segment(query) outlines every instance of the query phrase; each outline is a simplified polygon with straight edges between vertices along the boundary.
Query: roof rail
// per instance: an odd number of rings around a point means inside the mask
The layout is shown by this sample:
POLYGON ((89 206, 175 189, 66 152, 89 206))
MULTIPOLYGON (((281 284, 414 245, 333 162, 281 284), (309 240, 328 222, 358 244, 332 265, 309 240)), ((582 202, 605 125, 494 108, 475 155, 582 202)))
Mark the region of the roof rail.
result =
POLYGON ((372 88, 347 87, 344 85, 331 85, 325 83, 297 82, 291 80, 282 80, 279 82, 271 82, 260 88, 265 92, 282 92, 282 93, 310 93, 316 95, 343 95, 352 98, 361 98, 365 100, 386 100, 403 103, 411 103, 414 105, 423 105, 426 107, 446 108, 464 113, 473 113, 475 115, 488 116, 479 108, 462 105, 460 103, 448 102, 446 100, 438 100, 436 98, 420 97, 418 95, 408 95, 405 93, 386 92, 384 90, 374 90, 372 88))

**PROBLEM DETAILS**
Reproduce every row above verbatim, keeping each character, space and line break unchanged.

**ANSWER FOR THE TASK**
segment(query) outlines every instance of the query phrase; each outline is a simplified polygon with straight edges between vertices along the boundary.
Query: roof rail
// per instance: an odd number of rings around a point means inside the mask
The layout is shown by this sample:
POLYGON ((89 206, 175 189, 66 152, 89 206))
MULTIPOLYGON (((281 284, 414 245, 333 162, 281 284), (309 240, 328 222, 358 244, 332 265, 309 240)), ((582 202, 605 125, 494 108, 475 155, 582 202)))
Mark the region of the roof rail.
result =
POLYGON ((372 88, 347 87, 344 85, 331 85, 325 83, 297 82, 291 80, 282 80, 279 82, 271 82, 260 88, 265 92, 282 92, 282 93, 310 93, 316 95, 343 95, 352 98, 361 98, 365 100, 386 100, 403 103, 411 103, 414 105, 423 105, 426 107, 446 108, 464 113, 473 113, 475 115, 488 116, 479 108, 462 105, 460 103, 448 102, 446 100, 438 100, 436 98, 420 97, 418 95, 408 95, 405 93, 386 92, 384 90, 374 90, 372 88))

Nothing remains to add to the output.